**Tasks to perform**
**a)** Retype everything in the XNNPACK post from "Photo by SpaceX" down to "the Neon_2_SSE bridge.".
**b)** Answer these from the XNNPACK post:
(i) Which bridge does Tensorflow Lite mostly rely on to convert ARM Neon instructions to SSE?
(ii) What benchmark tool flag enables the XNNPACK delegate?
(iii) How much overhead do unsupported operations cause for MobileNet V2 with 8 threads?
═════ Given passage ═════
Photo by SpaceX on Flickr

TL;DR: The new Tensorflow Lite XNNPACK delegate enables best in-class performance on x86 and ARM CPUs — over 10x faster than the default Tensorflow Lite backend in some cases.

Tensorflow Lite is one of my favourite software packages. It enables easy and fast deployment on a range of hardware and now comes with a wide range of delegates to accelerate inference — GPU, Core ML and Hexagon, to name a few. One drawback of Tensorflow Lite however is that it’s been designed with mobile applications in mind, and therefore isn’t optimised for Intel & AMD x86 processors. Better x86 support is on the Tensorflow Lite development roadmap, but for now Tensorflow Lite mostly relies on converting ARM Neon instructions to SSE via the Neon_2_SSE bridge.

There is however a new Tensorflow Lite delegate for CPU-based floating-point computations, XNNPACK, that does feature x86 AVX and AVX-512 optimizations. In this post I’ll walk you through using XNNPACK and show some benchmarks.

Installing & Using XNNPACK

Instructions for using XNNPACK can be found here. Most notably, there’s now a build flag that will enable the XNNPACK delegate by default. This is handy, as until now it wasn’t possible to load Tensorflow Lite delegates in Python. The command to build Tensorflow from source would look like:

bazel build --define tflite_with_xnnpack=true \ 
//tensorflow/tools/pip_package:build_pip_package

The Tensorflow Lite benchmark tool also now has a flag to enable the XNNPACK delegate. For example, to profile on your x86 machine, first build the profiler tool:

bazel build -c opt --verbose_failures \    
tensorflow/lite/tools/benchmark:benchmark_model

Then run the profiler with the following command:

bazel-bin/tensorflow/lite/tools/benchmark/benchmark_model \
--graph=<model path> --warmup_runs=50 --num_runs=1000 \
--enable_op_profiling=true --use_xnnpack=true

Optimizing for XNNPACK

It is important to ensure that models are suitable for XNNPACK, as it only supports a subset of all Tensorflow Lite operators. For example, the standard Keras implementations often use explicit padding layers and implement the top global pooling layer via the mean operator. When using the normal TFLite backend this only increases runtime by a few percentage points, but these operations aren’t supported by XNNPACK, resulting in considerable overhead — 30% in the case of MobileNet V2 with 8 threads(see below)!
═════ Entries ═════
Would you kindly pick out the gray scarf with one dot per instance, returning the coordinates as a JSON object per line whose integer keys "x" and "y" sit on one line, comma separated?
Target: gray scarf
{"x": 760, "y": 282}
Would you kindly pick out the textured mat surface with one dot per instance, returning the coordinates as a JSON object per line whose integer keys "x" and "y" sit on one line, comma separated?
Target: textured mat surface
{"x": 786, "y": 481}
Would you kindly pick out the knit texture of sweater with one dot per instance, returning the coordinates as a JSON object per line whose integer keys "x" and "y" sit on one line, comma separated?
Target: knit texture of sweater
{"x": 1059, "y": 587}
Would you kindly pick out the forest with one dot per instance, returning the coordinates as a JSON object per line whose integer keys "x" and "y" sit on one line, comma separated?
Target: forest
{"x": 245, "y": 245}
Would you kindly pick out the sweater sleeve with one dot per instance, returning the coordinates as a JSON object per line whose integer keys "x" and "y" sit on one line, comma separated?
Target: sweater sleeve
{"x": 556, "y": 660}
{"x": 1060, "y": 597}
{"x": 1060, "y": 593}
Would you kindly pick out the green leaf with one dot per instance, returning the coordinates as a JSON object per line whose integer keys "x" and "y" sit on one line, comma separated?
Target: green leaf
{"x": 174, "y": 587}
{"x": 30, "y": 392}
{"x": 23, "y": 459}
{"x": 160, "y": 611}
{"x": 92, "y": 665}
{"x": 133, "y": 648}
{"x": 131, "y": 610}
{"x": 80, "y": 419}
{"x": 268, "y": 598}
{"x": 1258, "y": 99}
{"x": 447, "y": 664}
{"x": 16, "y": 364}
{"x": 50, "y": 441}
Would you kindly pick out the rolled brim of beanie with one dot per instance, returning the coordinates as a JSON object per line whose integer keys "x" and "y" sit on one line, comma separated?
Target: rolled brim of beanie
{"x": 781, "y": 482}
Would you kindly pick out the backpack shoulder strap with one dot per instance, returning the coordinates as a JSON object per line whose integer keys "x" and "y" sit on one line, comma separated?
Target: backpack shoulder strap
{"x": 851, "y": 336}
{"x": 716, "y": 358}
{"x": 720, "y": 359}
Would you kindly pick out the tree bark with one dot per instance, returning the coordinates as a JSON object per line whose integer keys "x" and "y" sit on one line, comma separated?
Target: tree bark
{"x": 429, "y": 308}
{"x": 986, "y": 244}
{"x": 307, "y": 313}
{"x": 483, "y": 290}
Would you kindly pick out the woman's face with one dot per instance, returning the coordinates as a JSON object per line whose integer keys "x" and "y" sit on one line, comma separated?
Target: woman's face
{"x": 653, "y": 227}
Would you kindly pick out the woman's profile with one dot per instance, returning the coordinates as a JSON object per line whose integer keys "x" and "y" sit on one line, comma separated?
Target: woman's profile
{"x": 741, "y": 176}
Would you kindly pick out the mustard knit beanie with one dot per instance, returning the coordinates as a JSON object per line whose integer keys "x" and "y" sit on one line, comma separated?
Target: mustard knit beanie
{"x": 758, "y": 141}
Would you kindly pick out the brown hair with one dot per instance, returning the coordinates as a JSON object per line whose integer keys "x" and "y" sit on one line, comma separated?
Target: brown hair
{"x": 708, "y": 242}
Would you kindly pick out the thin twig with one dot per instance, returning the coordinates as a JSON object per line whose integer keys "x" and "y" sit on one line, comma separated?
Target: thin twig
═════
**Task-by-task outputs**
**a)**
Photo by SpaceX on Flickr

TL;DR: The new Tensorflow Lite XNNPACK delegate enables best in-class performance on x86 and ARM CPUs — over 10x faster than the default Tensorflow Lite backend in some cases.

Tensorflow Lite is one of my favourite software packages. It enables easy and fast deployment on a range of hardware and now comes with a wide range of delegates to accelerate inference — GPU, Core ML and Hexagon, to name a few. One drawback of Tensorflow Lite however is that it’s been designed with mobile applications in mind, and therefore isn’t optimised for Intel & AMD x86 processors. Better x86 support is on the Tensorflow Lite development roadmap, but for now Tensorflow Lite mostly relies on converting ARM Neon instructions to SSE via the Neon_2_SSE bridge.

**b)**
(i) The Neon_2_SSE bridge.
(ii) --use_xnnpack=true
(iii) 30%.